EXERCISE INSTRUCTIONS - Pull out each row below that contains the string "license" and copy it unchanged, one per line.

SUPPLIED DATA -
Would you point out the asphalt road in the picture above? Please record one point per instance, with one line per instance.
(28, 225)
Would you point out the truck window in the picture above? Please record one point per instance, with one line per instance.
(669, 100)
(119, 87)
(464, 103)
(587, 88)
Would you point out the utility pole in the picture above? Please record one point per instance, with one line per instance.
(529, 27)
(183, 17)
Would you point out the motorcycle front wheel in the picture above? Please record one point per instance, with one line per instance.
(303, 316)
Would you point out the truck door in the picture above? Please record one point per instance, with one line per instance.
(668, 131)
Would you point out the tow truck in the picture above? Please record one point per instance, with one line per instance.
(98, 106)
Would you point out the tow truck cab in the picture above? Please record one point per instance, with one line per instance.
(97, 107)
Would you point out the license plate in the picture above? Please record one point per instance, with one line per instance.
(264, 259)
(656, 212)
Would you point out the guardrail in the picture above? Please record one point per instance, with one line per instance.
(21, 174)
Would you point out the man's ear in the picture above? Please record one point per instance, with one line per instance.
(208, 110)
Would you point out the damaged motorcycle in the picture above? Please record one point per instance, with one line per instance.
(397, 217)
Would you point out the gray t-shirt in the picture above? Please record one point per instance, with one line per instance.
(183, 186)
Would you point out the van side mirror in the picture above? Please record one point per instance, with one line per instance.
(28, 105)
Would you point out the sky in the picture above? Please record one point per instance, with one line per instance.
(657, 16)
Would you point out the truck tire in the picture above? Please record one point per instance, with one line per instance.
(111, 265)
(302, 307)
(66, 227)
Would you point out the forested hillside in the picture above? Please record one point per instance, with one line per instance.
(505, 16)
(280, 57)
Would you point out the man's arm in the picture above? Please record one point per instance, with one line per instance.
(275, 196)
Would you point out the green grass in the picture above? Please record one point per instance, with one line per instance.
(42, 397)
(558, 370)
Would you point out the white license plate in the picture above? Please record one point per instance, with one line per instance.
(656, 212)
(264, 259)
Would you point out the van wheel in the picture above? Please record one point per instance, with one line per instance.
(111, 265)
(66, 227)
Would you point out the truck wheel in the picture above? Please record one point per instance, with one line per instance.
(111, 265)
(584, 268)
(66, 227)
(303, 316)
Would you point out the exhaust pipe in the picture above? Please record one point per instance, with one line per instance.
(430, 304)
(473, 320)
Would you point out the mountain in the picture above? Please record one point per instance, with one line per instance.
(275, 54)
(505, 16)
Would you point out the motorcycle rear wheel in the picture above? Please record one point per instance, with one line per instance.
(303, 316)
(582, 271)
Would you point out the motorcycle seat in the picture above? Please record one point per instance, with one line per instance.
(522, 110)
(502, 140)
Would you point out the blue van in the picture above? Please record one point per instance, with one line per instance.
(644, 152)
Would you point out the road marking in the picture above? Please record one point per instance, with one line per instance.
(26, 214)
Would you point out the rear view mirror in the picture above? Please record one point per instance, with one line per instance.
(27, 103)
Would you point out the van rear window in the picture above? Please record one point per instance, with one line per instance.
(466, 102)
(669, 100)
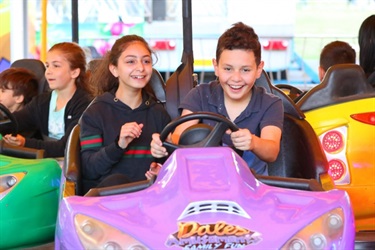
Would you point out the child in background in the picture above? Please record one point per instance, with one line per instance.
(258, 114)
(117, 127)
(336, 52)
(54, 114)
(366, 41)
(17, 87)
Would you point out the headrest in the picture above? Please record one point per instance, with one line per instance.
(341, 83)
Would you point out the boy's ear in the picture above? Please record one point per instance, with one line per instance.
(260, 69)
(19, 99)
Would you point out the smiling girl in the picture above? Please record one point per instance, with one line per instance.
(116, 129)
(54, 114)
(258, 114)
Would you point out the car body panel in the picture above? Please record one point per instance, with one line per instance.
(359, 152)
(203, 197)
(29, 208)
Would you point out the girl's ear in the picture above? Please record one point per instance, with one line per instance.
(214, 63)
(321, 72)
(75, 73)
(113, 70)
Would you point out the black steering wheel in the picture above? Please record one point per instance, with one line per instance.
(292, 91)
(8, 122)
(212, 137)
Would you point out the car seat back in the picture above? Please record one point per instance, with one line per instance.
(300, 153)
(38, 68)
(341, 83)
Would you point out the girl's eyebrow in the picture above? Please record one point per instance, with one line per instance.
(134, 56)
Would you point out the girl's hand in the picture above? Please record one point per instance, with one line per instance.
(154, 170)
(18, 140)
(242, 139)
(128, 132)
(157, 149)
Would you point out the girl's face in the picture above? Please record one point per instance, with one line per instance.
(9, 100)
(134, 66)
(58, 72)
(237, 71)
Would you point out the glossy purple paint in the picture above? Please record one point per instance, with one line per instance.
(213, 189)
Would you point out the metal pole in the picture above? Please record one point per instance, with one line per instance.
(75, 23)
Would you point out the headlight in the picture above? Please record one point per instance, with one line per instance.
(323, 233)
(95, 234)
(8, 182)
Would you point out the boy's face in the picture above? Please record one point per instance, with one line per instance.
==
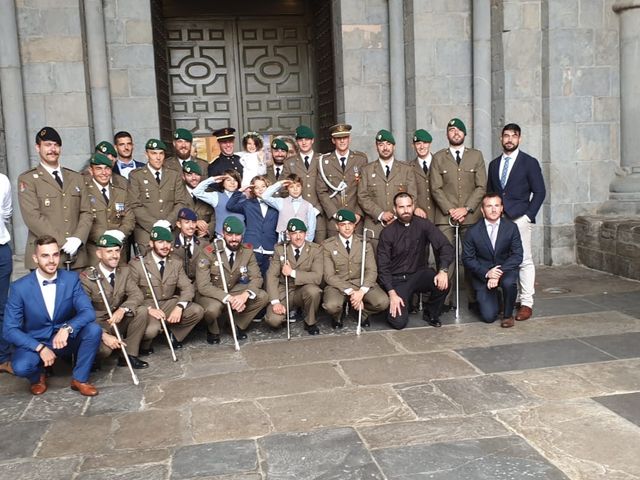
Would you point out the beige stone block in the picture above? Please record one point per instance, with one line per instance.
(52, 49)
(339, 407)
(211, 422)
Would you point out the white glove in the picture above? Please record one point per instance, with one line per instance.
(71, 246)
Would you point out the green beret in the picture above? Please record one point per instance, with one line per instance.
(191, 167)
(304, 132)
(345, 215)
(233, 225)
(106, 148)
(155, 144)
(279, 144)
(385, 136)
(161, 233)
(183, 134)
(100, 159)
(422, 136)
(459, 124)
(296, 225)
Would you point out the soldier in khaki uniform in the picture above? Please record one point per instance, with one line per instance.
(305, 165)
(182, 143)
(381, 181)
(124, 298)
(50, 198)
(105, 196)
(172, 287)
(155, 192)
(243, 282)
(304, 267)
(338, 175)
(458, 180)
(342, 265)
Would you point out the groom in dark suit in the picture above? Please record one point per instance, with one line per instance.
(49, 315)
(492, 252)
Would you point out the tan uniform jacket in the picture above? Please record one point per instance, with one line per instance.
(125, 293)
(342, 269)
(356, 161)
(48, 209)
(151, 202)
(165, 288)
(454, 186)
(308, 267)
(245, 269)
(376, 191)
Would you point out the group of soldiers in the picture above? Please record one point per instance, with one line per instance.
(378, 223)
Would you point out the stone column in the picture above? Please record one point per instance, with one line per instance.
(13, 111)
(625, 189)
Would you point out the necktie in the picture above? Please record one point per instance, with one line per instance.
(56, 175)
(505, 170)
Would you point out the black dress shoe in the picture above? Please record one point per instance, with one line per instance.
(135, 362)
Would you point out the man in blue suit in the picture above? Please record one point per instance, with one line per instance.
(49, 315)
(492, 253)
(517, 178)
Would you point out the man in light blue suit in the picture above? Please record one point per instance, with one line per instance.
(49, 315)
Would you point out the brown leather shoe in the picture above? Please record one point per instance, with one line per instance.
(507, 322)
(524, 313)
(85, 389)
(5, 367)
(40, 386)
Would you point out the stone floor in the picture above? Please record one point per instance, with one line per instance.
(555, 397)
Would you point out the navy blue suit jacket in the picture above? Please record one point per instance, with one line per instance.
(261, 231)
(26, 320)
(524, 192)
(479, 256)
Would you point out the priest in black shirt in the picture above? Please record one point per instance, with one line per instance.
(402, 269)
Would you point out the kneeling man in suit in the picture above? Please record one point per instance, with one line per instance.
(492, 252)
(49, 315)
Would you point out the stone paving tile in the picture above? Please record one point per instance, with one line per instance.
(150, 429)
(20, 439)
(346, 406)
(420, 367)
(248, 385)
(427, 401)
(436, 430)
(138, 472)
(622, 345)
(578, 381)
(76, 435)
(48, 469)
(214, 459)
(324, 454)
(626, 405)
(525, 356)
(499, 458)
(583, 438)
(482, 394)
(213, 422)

RESPONSE BELOW -
Would you point out the license plate in the picture above? Please record one point per instance, with one line per instance.
Would you point out the white license plate in the picture above? Please record one point per instance, with one line per instance.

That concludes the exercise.